• RECORDS:
......

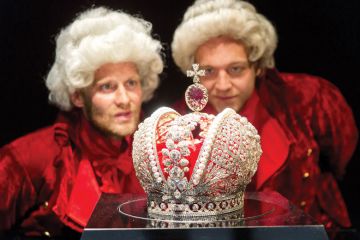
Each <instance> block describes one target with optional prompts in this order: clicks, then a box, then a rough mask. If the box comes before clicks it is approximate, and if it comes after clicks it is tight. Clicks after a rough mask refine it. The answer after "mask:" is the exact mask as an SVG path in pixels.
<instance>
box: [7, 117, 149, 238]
mask: <svg viewBox="0 0 360 240" xmlns="http://www.w3.org/2000/svg"><path fill="white" fill-rule="evenodd" d="M131 142H132V138H131V137H129V138H127V139H124V140H123V141H115V140H111V139H108V138H104V137H103V136H102V135H101V134H100V133H99V132H98V131H97V130H95V129H94V128H93V127H92V126H90V124H89V122H88V121H87V120H85V119H84V118H83V117H82V114H81V113H78V112H73V113H70V114H69V113H68V114H61V115H60V117H59V119H58V120H57V122H56V123H55V124H54V125H53V126H50V127H47V128H44V129H41V130H38V131H36V132H34V133H31V134H29V135H26V136H24V137H22V138H19V139H17V140H16V141H14V142H12V143H10V144H8V145H6V146H4V147H3V148H1V149H0V196H1V200H0V235H1V233H4V231H8V230H11V231H16V232H17V233H18V234H21V233H22V234H25V235H28V236H41V235H45V236H49V235H50V236H62V237H64V231H67V230H68V229H69V227H70V229H74V230H76V231H82V229H83V227H84V226H85V224H86V223H87V221H88V219H89V217H90V215H91V212H92V210H93V209H94V207H95V204H96V202H97V200H98V199H99V197H100V194H101V192H110V193H143V189H142V187H141V186H140V184H139V182H138V180H137V178H136V175H135V170H134V168H133V164H132V157H131V151H132V147H131ZM65 237H66V236H65Z"/></svg>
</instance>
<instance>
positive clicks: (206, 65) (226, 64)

......

• WHAT YOU NEED TO DO: Write every line of the records above as a JSON list of strings, one string per line, with blank lines dropped and the pictures left out.

• EXERCISE OUTPUT:
[
  "Each <instance> block describes one target with optional prompts in this order: clicks, then a box, then a rough mask. If the box comes before clicks it is approximate, and if it comes after clicks it is tight. Clicks after a rough mask refine it. The answer after \"mask:\" is the exact mask as an SVG path in pixels.",
  "<instance>",
  "box: [7, 117, 149, 238]",
  "mask: <svg viewBox=\"0 0 360 240\" xmlns=\"http://www.w3.org/2000/svg\"><path fill=\"white\" fill-rule=\"evenodd\" d=\"M131 142H132V138H131V137H129V138H127V139H124V140H123V141H115V140H111V139H108V138H104V137H103V136H102V135H101V134H100V133H99V132H98V131H97V130H95V129H94V128H93V127H92V126H90V124H89V122H88V121H87V120H85V119H84V118H83V117H82V114H81V113H78V112H73V113H70V114H69V113H68V114H61V115H60V117H59V119H58V120H57V122H56V123H55V124H54V125H53V126H50V127H47V128H44V129H41V130H38V131H36V132H34V133H31V134H29V135H26V136H24V137H22V138H19V139H17V140H16V141H14V142H12V143H10V144H8V145H6V146H4V147H3V148H1V149H0V196H1V200H0V235H1V233H4V231H8V230H11V231H16V232H17V233H18V234H21V233H22V234H25V235H28V236H41V235H45V236H49V235H50V236H62V237H64V231H67V230H68V229H69V227H70V229H74V230H76V231H82V229H83V227H84V226H85V224H86V223H87V221H88V219H89V217H90V215H91V212H92V210H93V209H94V207H95V204H96V202H97V200H98V199H99V197H100V194H101V192H110V193H143V189H142V187H141V186H140V184H139V182H138V180H137V178H136V175H135V170H134V168H133V164H132V157H131V151H132V147H131ZM65 237H66V236H65Z\"/></svg>",
  "</instance>",
  "<instance>",
  "positive clicks: (206, 65) (226, 64)"
]